EXCERPT Start Marker

Mail Archives: djgpp/2000/11/17/17:15:30
In article <83g0kq5myi DOT fsf AT mercury DOT st DOT hmc DOT edu>,
Nate Eldredge <neldredge AT hmc DOT edu> wrote:
> Eric Rudd <rudd AT cyberoptics DOT com> writes:
>
> > dcasale AT my-deja DOT com wrote:
> >
> > > I'm pretty sure this indicates either an uninitialized pointer or
> > > a buffer overrun somewhere which is laying an egg which hatches
> > > later on. Any ideas on debugging this?
> >
> > This type of bug can be exquisitely frustrating to find. Watcom
> > has a function called _heapwalk() that one can use to traverse the
> > heap data structure. It examines the information that malloc() had
> > placed in the heap, and detects various errors, such as when an
> > array overflow had overwritten the heap structure. One can do a
> > heap walk at several strategic locations in one's code, and detect
> > the point at which the "egg" was laid, rather than just waiting for
> > it to hatch. (In my experience, these bugs behave more like land
> > mines than eggs ;-)
Heh. Hear, hear.

EXCERPT End Marker
RECORDED INFORMATION Start Marker

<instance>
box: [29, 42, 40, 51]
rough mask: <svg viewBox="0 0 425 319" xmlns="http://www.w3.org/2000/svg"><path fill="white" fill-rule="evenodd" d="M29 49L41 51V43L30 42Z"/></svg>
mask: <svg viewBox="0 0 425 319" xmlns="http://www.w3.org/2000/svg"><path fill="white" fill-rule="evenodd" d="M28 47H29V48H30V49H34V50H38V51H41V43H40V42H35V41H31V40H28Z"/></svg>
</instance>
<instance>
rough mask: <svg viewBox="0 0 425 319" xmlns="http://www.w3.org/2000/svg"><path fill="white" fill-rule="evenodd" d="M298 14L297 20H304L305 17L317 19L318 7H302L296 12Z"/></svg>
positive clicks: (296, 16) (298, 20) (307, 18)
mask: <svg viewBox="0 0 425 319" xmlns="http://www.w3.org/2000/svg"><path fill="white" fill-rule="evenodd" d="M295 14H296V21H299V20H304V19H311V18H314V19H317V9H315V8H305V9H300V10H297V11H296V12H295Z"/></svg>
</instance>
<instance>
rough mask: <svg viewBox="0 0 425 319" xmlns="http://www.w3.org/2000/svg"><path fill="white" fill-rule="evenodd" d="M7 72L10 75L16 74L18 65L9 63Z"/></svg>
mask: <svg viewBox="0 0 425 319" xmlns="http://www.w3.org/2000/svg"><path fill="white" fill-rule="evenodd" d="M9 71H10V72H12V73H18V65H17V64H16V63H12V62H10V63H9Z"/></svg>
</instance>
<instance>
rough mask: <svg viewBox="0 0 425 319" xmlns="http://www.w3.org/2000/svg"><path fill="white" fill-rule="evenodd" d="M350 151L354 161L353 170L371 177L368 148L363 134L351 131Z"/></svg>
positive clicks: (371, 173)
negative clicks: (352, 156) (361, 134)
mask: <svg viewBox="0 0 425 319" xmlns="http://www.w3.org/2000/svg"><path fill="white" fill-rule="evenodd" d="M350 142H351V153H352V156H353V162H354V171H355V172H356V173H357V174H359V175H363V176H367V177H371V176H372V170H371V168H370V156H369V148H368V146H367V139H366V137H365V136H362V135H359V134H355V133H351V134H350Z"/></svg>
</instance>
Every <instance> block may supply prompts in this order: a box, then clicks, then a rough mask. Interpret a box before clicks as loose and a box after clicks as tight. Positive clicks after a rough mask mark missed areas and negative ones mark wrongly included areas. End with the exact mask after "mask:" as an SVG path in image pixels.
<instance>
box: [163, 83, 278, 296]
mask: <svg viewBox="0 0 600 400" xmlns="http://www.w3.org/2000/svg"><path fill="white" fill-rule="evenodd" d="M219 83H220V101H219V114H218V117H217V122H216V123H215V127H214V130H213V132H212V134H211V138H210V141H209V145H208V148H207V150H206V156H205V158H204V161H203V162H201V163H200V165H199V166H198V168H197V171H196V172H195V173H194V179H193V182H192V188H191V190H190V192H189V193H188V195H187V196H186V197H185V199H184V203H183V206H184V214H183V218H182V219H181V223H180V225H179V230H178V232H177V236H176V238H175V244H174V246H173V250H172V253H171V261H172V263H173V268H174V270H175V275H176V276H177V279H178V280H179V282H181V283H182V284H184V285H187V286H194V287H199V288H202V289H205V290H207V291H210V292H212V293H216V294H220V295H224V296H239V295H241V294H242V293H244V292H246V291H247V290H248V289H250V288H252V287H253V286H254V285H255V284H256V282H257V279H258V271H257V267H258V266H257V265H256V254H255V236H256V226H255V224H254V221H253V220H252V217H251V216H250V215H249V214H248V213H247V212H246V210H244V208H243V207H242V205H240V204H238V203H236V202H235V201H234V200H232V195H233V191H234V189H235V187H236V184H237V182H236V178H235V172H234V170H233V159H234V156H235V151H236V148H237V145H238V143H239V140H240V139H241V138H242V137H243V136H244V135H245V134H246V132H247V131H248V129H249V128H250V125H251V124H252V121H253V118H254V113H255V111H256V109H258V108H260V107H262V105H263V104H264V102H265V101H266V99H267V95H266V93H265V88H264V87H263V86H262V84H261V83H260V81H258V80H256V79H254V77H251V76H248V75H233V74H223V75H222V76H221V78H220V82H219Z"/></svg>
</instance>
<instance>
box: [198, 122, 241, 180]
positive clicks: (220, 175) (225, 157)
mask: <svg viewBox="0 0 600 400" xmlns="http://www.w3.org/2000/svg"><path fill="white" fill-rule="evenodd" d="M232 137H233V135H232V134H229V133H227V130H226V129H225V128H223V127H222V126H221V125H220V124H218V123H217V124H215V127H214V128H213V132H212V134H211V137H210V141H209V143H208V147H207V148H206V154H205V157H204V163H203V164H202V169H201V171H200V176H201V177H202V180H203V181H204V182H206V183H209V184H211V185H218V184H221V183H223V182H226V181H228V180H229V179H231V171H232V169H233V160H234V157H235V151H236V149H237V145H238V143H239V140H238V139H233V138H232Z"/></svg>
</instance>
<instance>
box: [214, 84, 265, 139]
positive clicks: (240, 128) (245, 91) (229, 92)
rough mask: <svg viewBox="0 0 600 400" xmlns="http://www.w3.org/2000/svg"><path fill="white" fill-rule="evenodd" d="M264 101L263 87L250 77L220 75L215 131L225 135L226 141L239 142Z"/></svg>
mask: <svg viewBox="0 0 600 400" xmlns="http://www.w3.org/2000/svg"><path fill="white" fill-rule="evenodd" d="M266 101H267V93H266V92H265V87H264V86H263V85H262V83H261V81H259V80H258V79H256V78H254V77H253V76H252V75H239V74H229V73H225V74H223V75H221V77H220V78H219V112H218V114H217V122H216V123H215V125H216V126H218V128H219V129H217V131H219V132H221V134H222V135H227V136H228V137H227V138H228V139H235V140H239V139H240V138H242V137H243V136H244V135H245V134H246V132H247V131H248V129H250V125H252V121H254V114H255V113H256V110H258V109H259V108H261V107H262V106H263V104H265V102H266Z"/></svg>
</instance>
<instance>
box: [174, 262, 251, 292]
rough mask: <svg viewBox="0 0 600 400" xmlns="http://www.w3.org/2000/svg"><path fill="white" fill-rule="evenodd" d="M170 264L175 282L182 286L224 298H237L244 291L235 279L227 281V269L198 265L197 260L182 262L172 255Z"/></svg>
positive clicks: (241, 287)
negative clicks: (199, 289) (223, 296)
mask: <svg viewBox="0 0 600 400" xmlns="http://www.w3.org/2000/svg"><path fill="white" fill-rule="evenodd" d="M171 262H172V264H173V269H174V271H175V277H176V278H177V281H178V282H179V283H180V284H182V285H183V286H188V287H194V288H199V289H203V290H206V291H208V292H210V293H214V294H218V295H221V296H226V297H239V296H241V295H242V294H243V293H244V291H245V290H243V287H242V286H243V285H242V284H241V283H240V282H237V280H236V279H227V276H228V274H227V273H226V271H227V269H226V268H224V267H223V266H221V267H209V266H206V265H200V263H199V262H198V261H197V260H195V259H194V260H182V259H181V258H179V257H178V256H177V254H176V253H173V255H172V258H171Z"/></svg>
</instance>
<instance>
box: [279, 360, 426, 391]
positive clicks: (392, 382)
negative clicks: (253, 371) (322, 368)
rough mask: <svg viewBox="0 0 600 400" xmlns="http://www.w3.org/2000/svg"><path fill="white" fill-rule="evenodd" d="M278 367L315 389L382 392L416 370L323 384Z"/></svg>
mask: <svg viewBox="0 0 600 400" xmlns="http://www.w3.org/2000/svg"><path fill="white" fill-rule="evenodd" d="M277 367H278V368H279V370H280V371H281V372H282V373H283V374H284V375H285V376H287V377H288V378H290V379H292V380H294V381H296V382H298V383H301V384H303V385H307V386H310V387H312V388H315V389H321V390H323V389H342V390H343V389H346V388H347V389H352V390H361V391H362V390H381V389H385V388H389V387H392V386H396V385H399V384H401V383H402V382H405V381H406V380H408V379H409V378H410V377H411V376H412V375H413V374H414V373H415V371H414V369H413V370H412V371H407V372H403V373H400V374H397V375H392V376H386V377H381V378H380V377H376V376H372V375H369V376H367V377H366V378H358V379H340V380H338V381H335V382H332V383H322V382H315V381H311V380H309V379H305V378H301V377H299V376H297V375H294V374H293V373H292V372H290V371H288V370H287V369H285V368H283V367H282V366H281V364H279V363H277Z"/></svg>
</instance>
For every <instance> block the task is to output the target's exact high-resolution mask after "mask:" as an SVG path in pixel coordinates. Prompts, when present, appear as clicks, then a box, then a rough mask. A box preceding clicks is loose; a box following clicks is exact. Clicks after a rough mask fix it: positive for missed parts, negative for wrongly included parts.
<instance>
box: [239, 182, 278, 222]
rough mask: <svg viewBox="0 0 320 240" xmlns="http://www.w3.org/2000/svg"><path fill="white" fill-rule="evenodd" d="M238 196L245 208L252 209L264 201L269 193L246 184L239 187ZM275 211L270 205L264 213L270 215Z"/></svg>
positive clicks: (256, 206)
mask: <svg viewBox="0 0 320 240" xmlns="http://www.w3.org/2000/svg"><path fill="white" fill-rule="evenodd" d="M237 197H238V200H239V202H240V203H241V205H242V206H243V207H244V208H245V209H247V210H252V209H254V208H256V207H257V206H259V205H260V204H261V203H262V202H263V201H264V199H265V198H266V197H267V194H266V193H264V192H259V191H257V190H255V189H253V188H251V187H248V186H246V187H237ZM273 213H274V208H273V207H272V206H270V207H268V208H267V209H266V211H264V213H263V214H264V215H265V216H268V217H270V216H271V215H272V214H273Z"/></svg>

RECORDED INFORMATION End Marker

STUDY QUESTIONS:
**a.** In the djgpp mailing list post, which Watcom function does the quoted message name for traversing the heap data structure?
**b.** Rewrite the paragraph of the djgpp mailing list post that begins "This type of bug can be exquisitely frustrating" as a short bulleted list that keeps its main facts.
**c.** Continue the djgpp mailing list post after "Heh. Hear, hear."

OUTPUTS IN ORDER:
**a.** _heapwalk()

**b.**
- Bugs of this type can be very frustrating to find.
- Watcom provides a function, _heapwalk(), that traverses the heap data structure.
- It examines the information malloc() placed in the heap and detects errors, such as an array overflow that has overwritten the heap structure.
- Running a heap walk at several strategic points in the code reveals where the "egg" was laid, instead of waiting for it to hatch.
- In the writer's experience, these bugs act more like land mines than eggs.

**c.**
> > I've often wished that DJGPP had such a heap walk function, or, even
> > better, one that simply reported on the integrity of the heap
> > structure. Unfortunately, I don't understand the operation of
> > malloc() well enough to know how to write such a piece of code.
Well, one thing I tried doing was adding the malloc.c module from the
library code to my compression program and turning on its DEBUG
define. My program ended up crashing in the startup code. *sighs*
> YAMD can find these bugs.
The catch being, of course, that one has to wait until one does a new
or delete to find the egg/land mine! My program does some repeated
allocation and deallocation that causes YAMD to run out of memory very
quickly. I'm now trying to recreate the error with a smaller fileset,
but YAMD isn't helping. I've gotten it to fail once, but malloc and
free up to that point was kosher, according to YAMD.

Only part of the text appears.